[Task goal] Give the entries again exactly as they appear, but without the images.

/---

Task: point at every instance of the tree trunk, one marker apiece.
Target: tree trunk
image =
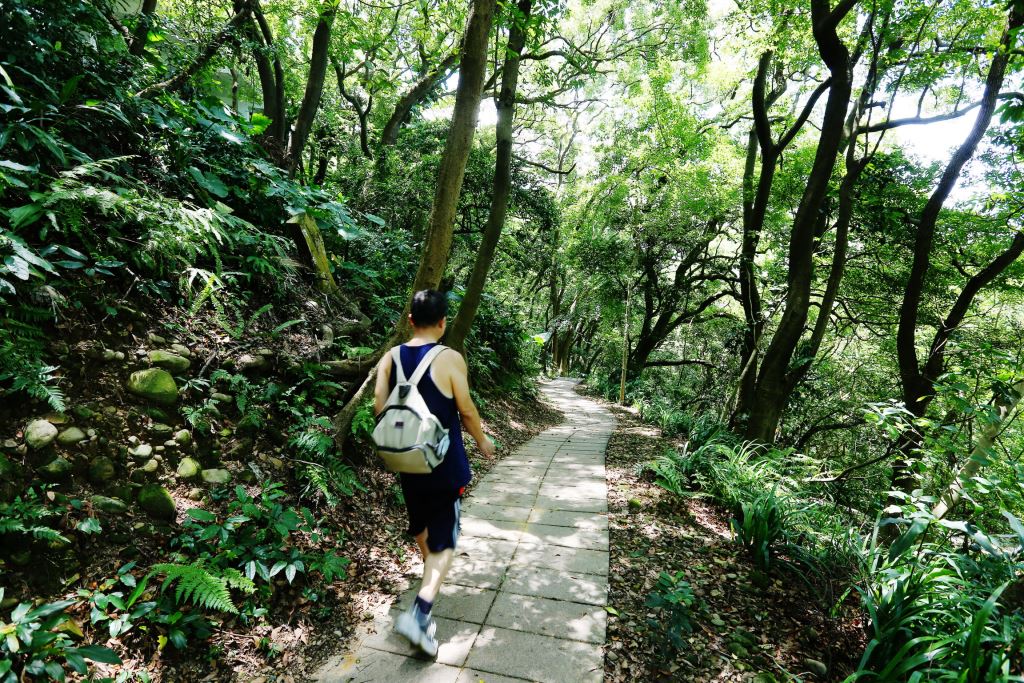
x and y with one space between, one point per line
314 85
453 167
179 79
918 382
140 36
361 110
774 382
982 451
415 95
502 187
275 136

\---

[Answer to the problem]
Task: point at every instance of the tree trunk, one marker apiece.
Target: tree trunk
image =
x and y with one space between, one point per line
314 85
453 167
179 79
918 382
140 36
361 110
774 382
982 451
415 95
502 187
275 136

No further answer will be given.